[[ Supplied text, beginning ]]

These low export quotas, which continued through most of 2022, kept petroleum product exports from China below 1.5 million bpd from July 2021 through August 2022 and subdued refinery demand during that period.

September’s record crude oil processing was likely a response to expectations of new petroleum product export quotas, which China ultimately issued on September 30 to promote economic growth. China’s petroleum product exports also increased sharply in September, perhaps because the expectation of new quotas assured refiners they could use up their old allocations. In addition, industry analysts have suggested that some of the exports counted in September may have actually shipped in October. Following the new export quotas, refinery activity was strong in China during the fourth quarter. The increase in China’s refinery activity at the end of the year was at least partially due to increased exports, which averaged 1.7 million bpd from September through to December, up 0.6 million bpd from the first eight months of the year.

[[ Supplied text, end ]]

Translate into Spanish this sentence from the passage on China's refinery activity: "Following the new export quotas, refinery activity was strong in China during the fourth quarter."

[[ Source material, beginning ]]

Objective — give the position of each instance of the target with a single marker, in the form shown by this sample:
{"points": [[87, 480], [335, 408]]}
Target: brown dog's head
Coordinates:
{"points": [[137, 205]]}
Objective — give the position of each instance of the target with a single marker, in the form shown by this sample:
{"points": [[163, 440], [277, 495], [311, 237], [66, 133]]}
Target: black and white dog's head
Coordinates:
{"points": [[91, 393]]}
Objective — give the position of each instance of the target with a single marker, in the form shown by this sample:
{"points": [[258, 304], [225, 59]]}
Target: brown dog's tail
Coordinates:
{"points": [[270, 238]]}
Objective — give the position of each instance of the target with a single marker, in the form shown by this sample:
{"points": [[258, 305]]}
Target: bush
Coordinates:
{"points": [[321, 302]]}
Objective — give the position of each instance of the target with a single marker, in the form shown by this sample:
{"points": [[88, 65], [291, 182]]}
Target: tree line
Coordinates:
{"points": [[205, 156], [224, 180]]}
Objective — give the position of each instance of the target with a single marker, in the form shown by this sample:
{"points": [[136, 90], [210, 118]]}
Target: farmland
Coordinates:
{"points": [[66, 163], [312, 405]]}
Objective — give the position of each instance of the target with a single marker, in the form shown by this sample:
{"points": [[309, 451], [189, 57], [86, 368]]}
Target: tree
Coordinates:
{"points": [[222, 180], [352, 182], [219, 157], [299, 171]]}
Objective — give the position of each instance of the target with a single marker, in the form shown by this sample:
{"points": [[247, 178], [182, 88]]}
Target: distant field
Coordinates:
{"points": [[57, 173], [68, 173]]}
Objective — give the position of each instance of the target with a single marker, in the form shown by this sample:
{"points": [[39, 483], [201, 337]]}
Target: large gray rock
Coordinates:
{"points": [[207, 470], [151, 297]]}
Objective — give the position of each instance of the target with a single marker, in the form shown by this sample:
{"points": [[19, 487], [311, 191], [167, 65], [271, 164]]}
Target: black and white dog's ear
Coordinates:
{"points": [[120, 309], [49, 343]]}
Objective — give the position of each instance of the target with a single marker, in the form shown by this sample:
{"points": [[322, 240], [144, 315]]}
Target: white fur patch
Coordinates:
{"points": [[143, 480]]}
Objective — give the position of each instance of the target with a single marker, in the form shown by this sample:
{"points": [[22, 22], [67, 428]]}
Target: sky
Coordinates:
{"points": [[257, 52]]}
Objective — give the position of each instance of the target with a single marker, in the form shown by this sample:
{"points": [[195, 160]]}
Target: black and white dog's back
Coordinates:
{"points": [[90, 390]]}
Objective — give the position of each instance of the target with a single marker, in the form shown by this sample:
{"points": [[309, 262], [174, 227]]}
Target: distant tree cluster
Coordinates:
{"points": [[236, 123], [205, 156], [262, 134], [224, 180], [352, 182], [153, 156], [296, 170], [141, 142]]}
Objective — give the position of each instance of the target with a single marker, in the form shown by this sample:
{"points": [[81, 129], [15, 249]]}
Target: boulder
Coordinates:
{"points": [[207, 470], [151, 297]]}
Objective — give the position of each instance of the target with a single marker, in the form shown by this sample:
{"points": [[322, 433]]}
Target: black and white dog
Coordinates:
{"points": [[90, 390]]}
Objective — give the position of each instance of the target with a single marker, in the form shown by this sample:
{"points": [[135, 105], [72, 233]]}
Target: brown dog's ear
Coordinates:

[[ Source material, end ]]

Response box: Tras las nuevas cuotas de exportación, la actividad de refinación fue intensa en China durante el cuarto trimestre.